- [EXERCISE DIRECTIONS] What follows is a listing; give it again exactly, in its entirety.

- [ROWS]
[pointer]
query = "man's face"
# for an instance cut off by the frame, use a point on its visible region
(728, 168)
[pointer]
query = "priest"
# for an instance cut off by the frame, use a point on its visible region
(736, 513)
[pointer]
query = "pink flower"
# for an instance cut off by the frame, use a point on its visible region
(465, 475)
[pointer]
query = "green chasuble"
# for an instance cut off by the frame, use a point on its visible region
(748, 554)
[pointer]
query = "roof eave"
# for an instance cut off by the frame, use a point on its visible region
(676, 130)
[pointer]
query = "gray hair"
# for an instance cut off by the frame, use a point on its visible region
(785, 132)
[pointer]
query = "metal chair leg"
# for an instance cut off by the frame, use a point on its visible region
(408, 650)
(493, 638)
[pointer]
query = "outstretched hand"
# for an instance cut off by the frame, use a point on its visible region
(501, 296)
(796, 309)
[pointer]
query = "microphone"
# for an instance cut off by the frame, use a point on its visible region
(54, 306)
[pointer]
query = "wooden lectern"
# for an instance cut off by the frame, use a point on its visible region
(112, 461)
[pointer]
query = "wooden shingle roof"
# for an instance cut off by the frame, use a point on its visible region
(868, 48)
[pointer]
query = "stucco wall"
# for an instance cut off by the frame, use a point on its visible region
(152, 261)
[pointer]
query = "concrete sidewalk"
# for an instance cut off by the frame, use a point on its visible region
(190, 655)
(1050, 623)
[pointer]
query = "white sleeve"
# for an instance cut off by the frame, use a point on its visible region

- [TASK RESPONSE]
[pointer]
query = "man's face"
# for an instance cut off by the frame, use a point on its visible region
(728, 168)
[pointer]
query = "priest"
# for an instance cut off by the frame, use a point on its visible region
(736, 513)
[pointer]
query = "pink flower"
# for an instance cut off by the frame, use a point on its visible region
(465, 475)
[pointer]
query = "green chasuble"
# for an instance cut off by the frame, use a point on its visible region
(748, 554)
[pointer]
query = "roof eave"
# for an instance cut off by the frame, use a point on its visible region
(676, 130)
[pointer]
query = "gray hair"
# for an instance cut off by the frame, use a point on its visible region
(785, 132)
[pointer]
query = "metal chair leg"
# for an instance cut off by the frame, use a point on its visible region
(408, 650)
(493, 638)
[pointer]
query = "outstretched hand"
# for an instance cut off by the frame, use a point on its visible region
(501, 296)
(796, 309)
[pointer]
query = "microphone"
# for an instance cut off by the frame, use a point on its visible region
(54, 306)
[pointer]
query = "wooden lectern"
# for an instance cut off by the frame, use a point on its visible region
(112, 461)
[pointer]
query = "wooden shingle roof"
# for an instance cut off by the frame, use a point on its visible region
(868, 48)
[pointer]
query = "stucco wall"
# for an instance cut off by the frame, use a point on its visible region
(152, 261)
[pointer]
query = "concrete sidewalk"
# for an instance cut off by the frame, use a point on its visible region
(190, 655)
(1050, 623)
[pointer]
query = "white sleeve"
# for an instance cut off by the frame, use a point on its visible region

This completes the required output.